WRITTEN EXERCISE |
Render the lines from the one containing "# point at: window" through the end of the records as a numbered list, skipping blank lines and leaving out the pictures.
··· DATASET ···
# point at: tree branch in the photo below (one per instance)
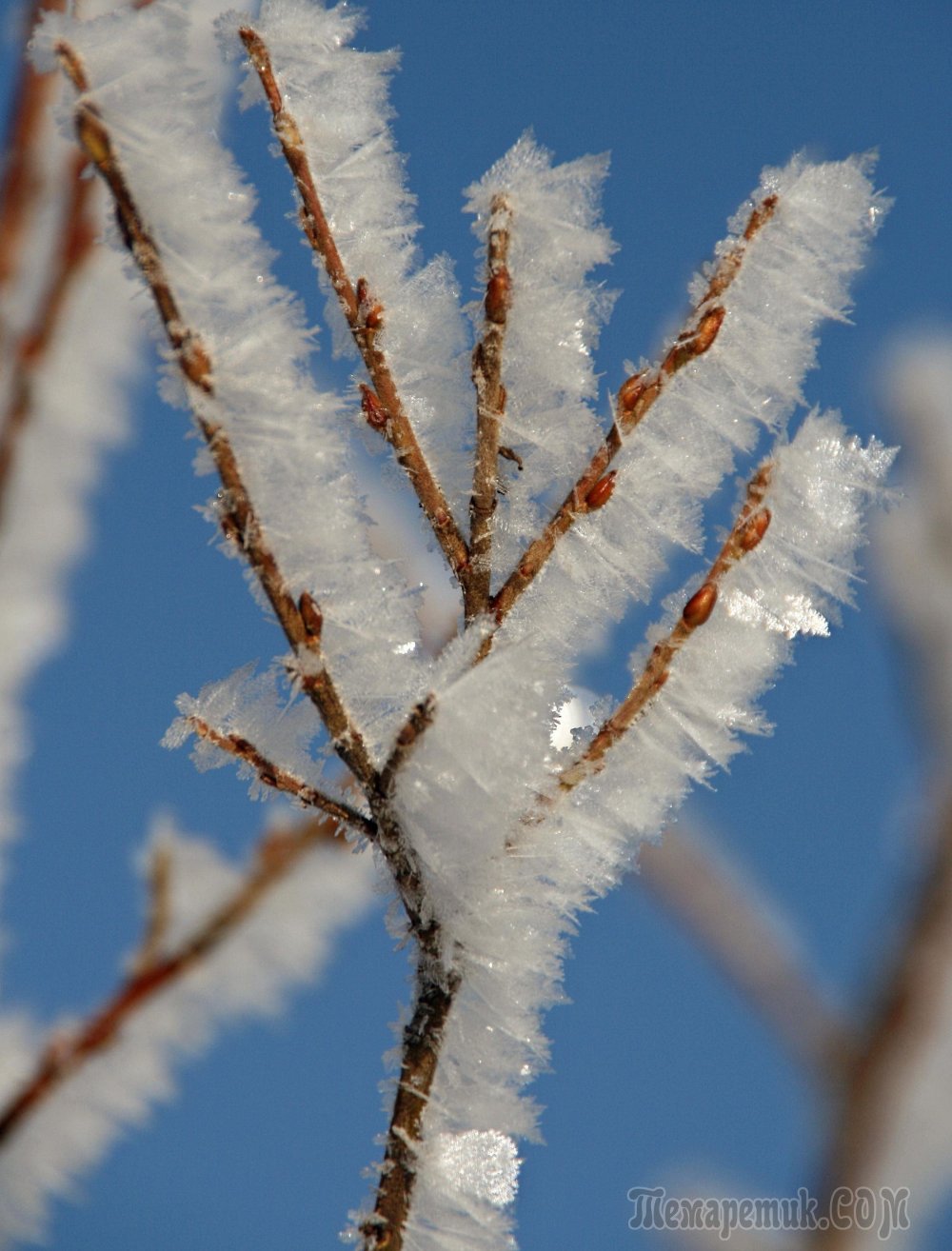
(634, 399)
(909, 1008)
(23, 182)
(747, 532)
(490, 407)
(75, 244)
(737, 931)
(275, 856)
(283, 780)
(299, 620)
(366, 318)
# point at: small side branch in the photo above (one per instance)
(636, 398)
(747, 532)
(23, 179)
(282, 780)
(75, 244)
(299, 618)
(160, 872)
(366, 319)
(490, 407)
(277, 855)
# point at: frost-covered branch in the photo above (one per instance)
(449, 754)
(302, 618)
(24, 180)
(218, 943)
(282, 780)
(490, 405)
(634, 399)
(365, 315)
(745, 534)
(75, 243)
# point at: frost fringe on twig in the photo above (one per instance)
(494, 842)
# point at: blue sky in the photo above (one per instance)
(658, 1066)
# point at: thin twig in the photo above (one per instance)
(747, 532)
(737, 931)
(636, 397)
(490, 407)
(904, 1021)
(277, 853)
(299, 620)
(23, 182)
(283, 780)
(366, 319)
(159, 919)
(75, 244)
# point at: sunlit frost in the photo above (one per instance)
(479, 1162)
(799, 616)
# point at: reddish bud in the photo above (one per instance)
(761, 214)
(367, 310)
(602, 492)
(310, 614)
(708, 329)
(498, 297)
(374, 411)
(701, 606)
(629, 393)
(755, 530)
(195, 363)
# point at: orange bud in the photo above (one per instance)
(602, 490)
(708, 329)
(701, 606)
(374, 411)
(761, 214)
(498, 297)
(630, 391)
(755, 530)
(310, 614)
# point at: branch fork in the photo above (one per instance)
(438, 973)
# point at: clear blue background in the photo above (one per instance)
(658, 1066)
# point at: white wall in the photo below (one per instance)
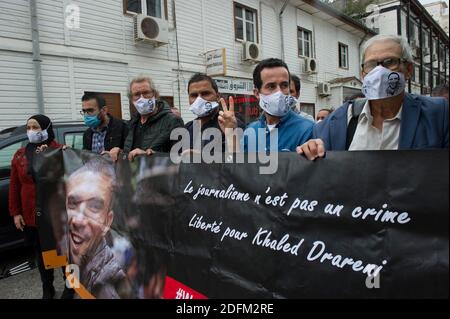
(101, 55)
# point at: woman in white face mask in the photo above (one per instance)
(22, 190)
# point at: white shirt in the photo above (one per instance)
(368, 137)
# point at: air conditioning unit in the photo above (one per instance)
(435, 64)
(151, 30)
(251, 52)
(311, 65)
(323, 89)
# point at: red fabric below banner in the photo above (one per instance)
(176, 290)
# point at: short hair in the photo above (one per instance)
(297, 82)
(406, 49)
(440, 90)
(267, 64)
(140, 79)
(94, 96)
(199, 77)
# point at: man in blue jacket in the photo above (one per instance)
(388, 118)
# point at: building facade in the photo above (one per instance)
(53, 51)
(439, 12)
(428, 40)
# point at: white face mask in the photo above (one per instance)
(382, 83)
(292, 102)
(202, 108)
(276, 104)
(36, 137)
(145, 106)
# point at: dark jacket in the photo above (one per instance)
(156, 131)
(22, 189)
(424, 124)
(116, 132)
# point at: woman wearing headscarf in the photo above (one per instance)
(22, 191)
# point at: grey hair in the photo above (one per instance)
(406, 49)
(143, 78)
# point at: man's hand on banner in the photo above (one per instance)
(19, 222)
(113, 153)
(227, 123)
(312, 149)
(137, 151)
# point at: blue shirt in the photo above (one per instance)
(293, 130)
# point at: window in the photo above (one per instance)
(74, 140)
(7, 153)
(343, 56)
(154, 8)
(304, 42)
(245, 23)
(308, 108)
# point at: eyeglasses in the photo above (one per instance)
(84, 112)
(389, 63)
(146, 94)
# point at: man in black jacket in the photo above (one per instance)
(149, 130)
(105, 133)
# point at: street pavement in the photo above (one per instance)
(26, 285)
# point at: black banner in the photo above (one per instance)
(351, 225)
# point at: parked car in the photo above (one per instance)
(11, 139)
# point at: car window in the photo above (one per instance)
(7, 152)
(74, 140)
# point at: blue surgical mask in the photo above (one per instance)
(92, 121)
(276, 104)
(145, 106)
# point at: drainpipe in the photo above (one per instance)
(359, 47)
(36, 56)
(281, 27)
(178, 54)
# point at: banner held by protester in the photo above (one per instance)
(352, 225)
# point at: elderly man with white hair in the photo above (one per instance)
(388, 118)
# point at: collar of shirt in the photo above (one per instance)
(102, 129)
(284, 119)
(366, 114)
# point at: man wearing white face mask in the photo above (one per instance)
(389, 118)
(150, 130)
(271, 79)
(204, 103)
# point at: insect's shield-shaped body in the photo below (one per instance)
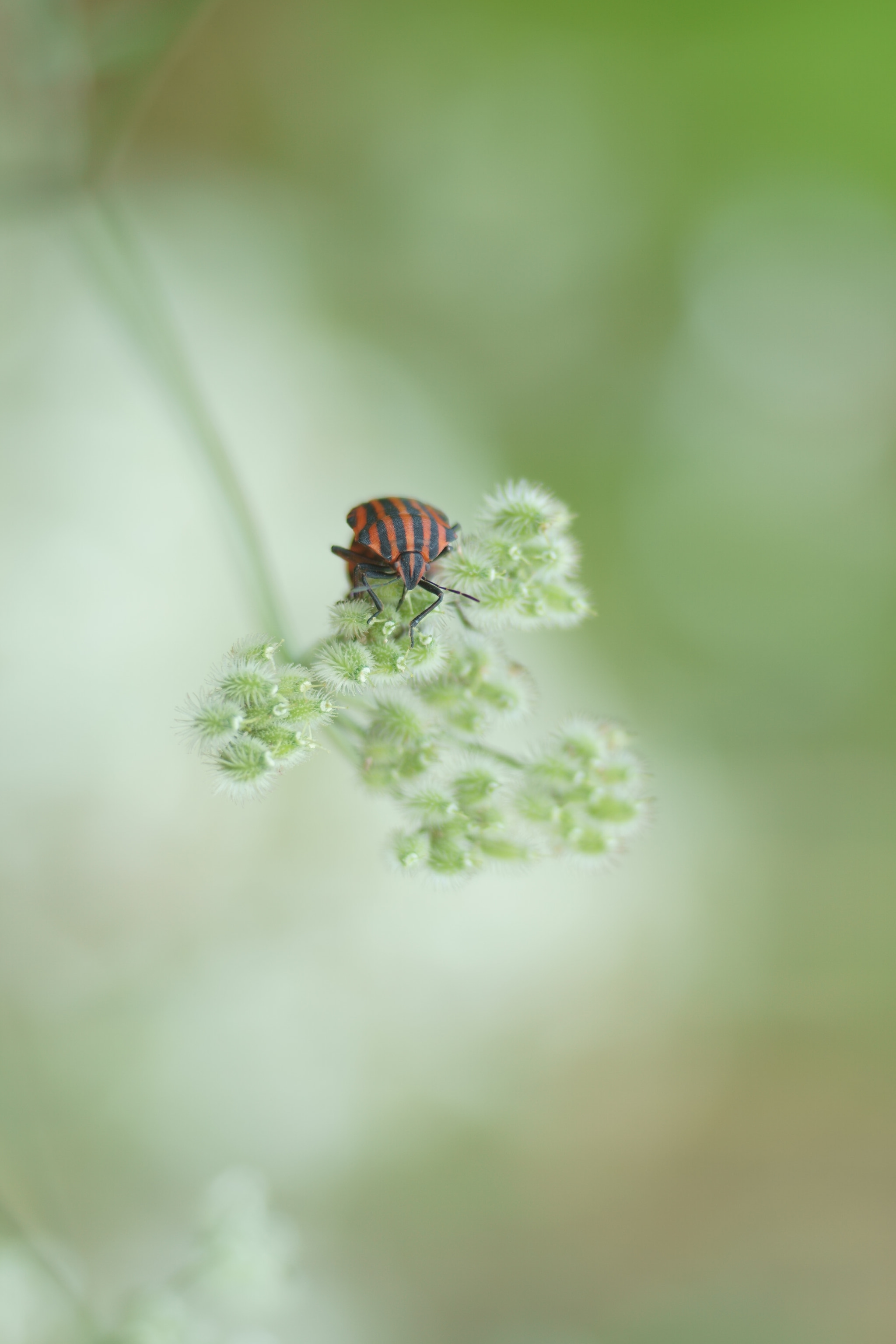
(414, 715)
···
RESPONSE |
1. # point at: window in the photo above (one per instance)
2. (74, 140)
3. (7, 153)
4. (343, 56)
5. (154, 8)
6. (304, 42)
7. (245, 23)
8. (308, 108)
9. # point at: eyeglasses in the photo above (one per instance)
10. (84, 112)
11. (389, 63)
12. (146, 94)
13. # point at: man in black jacket in the photo above (one per instance)
14. (149, 130)
15. (105, 133)
16. # point at: street pavement in the photo above (one per instance)
17. (26, 285)
18. # point at: black banner in the photo above (one per instance)
19. (351, 225)
20. # point at: parked car in the photo above (one per instance)
21. (11, 139)
22. # point at: car window in the photo above (one per instance)
23. (7, 152)
24. (74, 140)
25. # point at: blue surgical mask in the photo above (one per instance)
26. (92, 121)
27. (276, 104)
28. (145, 106)
29. # point at: drainpipe in the photo above (one per instance)
30. (359, 47)
31. (36, 56)
32. (281, 27)
33. (178, 54)
34. # point at: banner held by protester in the photo above (one per instance)
35. (352, 225)
36. # point at: elderly man with white hair in the photo above (one per instance)
37. (388, 118)
38. # point at: collar of shirt in the photo above (one per instance)
39. (102, 129)
40. (284, 119)
41. (366, 114)
42. # point at: man wearing white face mask in the photo above (one per instance)
43. (389, 118)
44. (150, 130)
45. (271, 79)
46. (204, 103)
47. # point at: insect's shield-shaped body in the photo below (one per instance)
48. (414, 715)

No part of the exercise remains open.